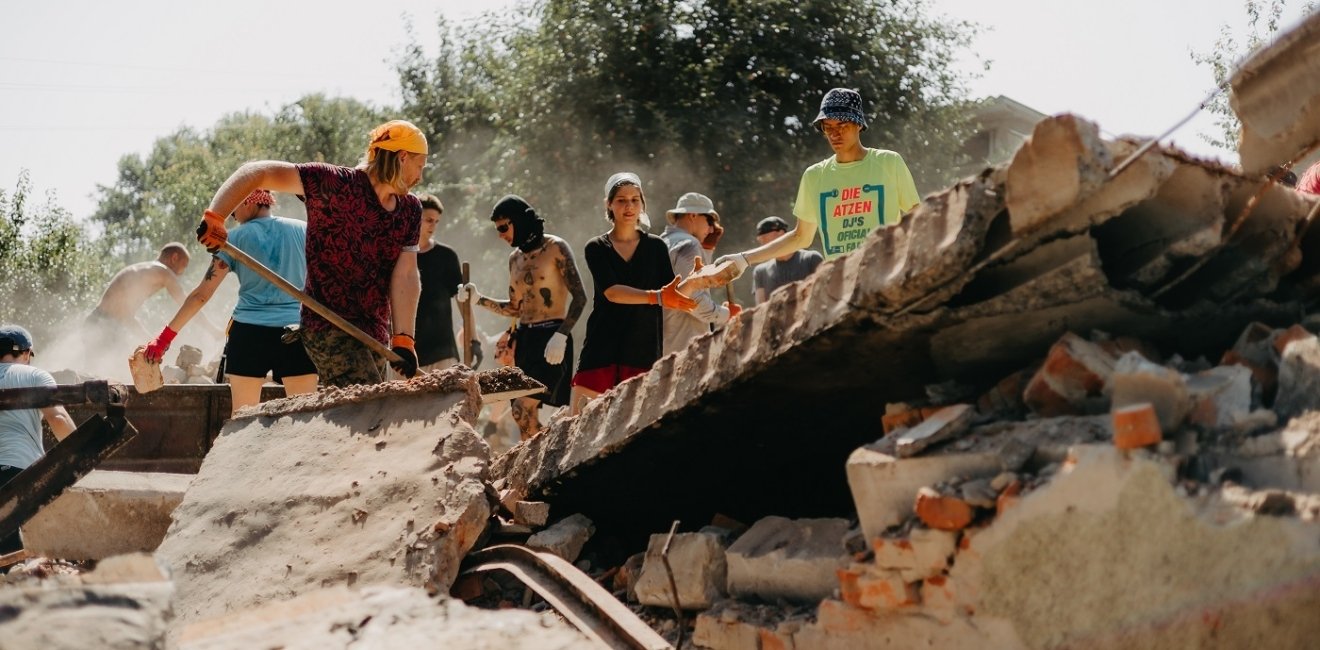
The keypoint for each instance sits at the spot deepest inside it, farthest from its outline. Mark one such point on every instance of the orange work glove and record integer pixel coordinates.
(404, 346)
(669, 297)
(713, 237)
(211, 231)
----
__WHAT NEEDS TO BE DONE__.
Render the records above as a Markdown table with the columns "No." and "Text," one numbered row per line, skipping blank lines and leaving out the pictures.

__SOLVED EXERCISE__.
| No. | Text |
|---|---|
| 1 | The keypoint for each instance sits at the spot deepest inside it, farthest from its outline. Mark one such point on every instance of the orange work glove and record integer pixel coordinates. |
| 2 | (404, 346) |
| 3 | (669, 297) |
| 4 | (713, 237) |
| 5 | (211, 231) |